# KUTIPAN TEKS:
![]() |
Pemandangan dari B29 |
Suatu hari, seorang teman mengunggah foto-foto suatu tempat
di akun medsosnya. Sekumpulan gunung dan hamparan awan putih yang terpampang
dalam foto menawarkan pemandangan yang sangat menakjubkan, seperti negeri di
atas awan. Saya pikir itu di Probolinggo.
“Ini di Lumajang, tauk!
Namanya B29. Makanya, pulang!” kata teman saya.
Di Lumajang? Sebelah mana? Wah, saya benar-benar surprise ada spot sekeren itu di tanah kelahiran saya! Dalam hati saya pun
bertekad, kalau pulang kampung, saya harus menginjakkan kaki di sana!
Jadi Rebutan ^^
B29. Sekilas namanya mengingatkan saya pada nama pesawat
tempur pada perang dunia II dan nama sabun colek, hihihi. B29 adalah sebutan untuk sebuah bukit di Desa Argosari yang
memiliki ketinggian 2.900 mdpl. Dari puncaknya, kita bisa menikmati Bromo dari
sisi lain. Selama ini kan view Bromo
yang terkenal dari Penanjakan aja.

# SOAL YANG DIBERIKAN A:
Tuliskan kembali tanpa mengubah apa pun bagian kutipan tentang B29 yang dibuka dengan kata-kata yang memuat "Di Lumajang? Sebelah" dan ditutup dengan "kaki di sana!".
Kutipan tentang B29 ini sama sekali tidak berkaitan dengan catatan yang menyertainya.

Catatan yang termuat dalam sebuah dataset

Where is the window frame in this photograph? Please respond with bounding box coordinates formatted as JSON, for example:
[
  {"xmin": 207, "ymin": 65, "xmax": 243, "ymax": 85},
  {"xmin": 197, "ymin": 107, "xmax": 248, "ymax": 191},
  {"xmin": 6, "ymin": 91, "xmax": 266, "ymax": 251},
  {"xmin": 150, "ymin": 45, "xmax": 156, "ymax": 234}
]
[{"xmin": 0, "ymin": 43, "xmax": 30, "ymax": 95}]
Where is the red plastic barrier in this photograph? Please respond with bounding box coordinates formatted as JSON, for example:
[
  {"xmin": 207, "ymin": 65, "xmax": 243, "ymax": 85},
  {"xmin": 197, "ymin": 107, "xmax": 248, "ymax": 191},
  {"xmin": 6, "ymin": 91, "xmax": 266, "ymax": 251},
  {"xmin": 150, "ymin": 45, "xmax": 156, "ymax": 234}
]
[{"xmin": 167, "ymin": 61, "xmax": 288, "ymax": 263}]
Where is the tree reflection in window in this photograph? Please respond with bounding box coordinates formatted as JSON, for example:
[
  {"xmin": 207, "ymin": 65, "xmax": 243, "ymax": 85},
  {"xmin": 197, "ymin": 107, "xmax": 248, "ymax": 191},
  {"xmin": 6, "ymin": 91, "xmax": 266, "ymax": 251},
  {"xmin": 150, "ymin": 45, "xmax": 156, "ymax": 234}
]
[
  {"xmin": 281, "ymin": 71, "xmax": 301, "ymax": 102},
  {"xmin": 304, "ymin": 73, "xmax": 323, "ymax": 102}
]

# SOAL YANG DIBERIKAN B:
Salin huruf demi huruf bagian catatan yang dibuka dengan baris berisi "Where is the red" hingga baris terakhir catatan, dengan kedua baris ujung itu ikut disalin.

# JAWABAN LENGKAP A:
Di Lumajang? Sebelah mana? Wah, saya benar-benar surprise ada spot sekeren itu di tanah kelahiran saya! Dalam hati saya pun
bertekad, kalau pulang kampung, saya harus menginjakkan kaki di sana!

# JAWABAN LENGKAP B:
Where is the red plastic barrier in this photograph? Please respond with bounding box coordinates formatted as JSON, for example:
[
  {"xmin": 207, "ymin": 65, "xmax": 243, "ymax": 85},
  {"xmin": 197, "ymin": 107, "xmax": 248, "ymax": 191},
  {"xmin": 6, "ymin": 91, "xmax": 266, "ymax": 251},
  {"xmin": 150, "ymin": 45, "xmax": 156, "ymax": 234}
]
[{"xmin": 167, "ymin": 61, "xmax": 288, "ymax": 263}]
Where is the tree reflection in window in this photograph? Please respond with bounding box coordinates formatted as JSON, for example:
[
  {"xmin": 207, "ymin": 65, "xmax": 243, "ymax": 85},
  {"xmin": 197, "ymin": 107, "xmax": 248, "ymax": 191},
  {"xmin": 6, "ymin": 91, "xmax": 266, "ymax": 251},
  {"xmin": 150, "ymin": 45, "xmax": 156, "ymax": 234}
]
[
  {"xmin": 281, "ymin": 71, "xmax": 301, "ymax": 102},
  {"xmin": 304, "ymin": 73, "xmax": 323, "ymax": 102}
]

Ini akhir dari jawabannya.